_JOB_
Please copy the items from the line with "of the handbag" through the end of the items, swapping "shelf-audit checker" for "store-audit checker" and leaving everything else unchanged.

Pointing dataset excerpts
------------------------------------------------
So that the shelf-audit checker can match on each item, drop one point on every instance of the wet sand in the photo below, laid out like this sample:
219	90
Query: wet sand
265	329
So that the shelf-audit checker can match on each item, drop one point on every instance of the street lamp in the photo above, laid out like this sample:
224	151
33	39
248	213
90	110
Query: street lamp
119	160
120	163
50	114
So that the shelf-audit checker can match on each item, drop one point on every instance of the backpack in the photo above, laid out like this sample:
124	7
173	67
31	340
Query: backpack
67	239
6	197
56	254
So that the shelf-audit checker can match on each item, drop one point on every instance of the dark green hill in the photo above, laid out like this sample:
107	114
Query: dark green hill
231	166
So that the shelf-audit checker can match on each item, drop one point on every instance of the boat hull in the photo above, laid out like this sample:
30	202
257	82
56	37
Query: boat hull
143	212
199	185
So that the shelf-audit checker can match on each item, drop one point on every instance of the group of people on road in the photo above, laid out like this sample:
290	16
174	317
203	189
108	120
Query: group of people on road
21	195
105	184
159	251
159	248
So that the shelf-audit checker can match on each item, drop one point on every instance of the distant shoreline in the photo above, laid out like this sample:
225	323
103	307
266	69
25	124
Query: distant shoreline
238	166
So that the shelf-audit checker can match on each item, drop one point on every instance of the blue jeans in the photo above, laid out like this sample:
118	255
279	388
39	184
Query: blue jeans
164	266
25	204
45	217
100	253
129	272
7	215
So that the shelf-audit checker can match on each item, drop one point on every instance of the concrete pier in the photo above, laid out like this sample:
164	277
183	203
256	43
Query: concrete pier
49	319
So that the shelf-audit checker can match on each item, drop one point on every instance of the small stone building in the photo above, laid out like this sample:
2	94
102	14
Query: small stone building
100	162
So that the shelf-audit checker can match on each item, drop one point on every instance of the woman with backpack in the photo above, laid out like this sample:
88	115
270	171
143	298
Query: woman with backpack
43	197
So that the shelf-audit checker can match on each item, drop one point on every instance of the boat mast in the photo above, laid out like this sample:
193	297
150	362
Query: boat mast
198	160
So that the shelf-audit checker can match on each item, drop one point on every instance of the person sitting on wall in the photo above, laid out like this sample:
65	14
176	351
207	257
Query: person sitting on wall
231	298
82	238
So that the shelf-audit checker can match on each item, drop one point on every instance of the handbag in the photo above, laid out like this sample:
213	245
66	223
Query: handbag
------------------------------------------------
_IN RESPONSE_
So that the store-audit checker can match on each item, drop one point on every instance of the handbag in the photo above, laid out like this sample:
213	245
66	223
Query: handbag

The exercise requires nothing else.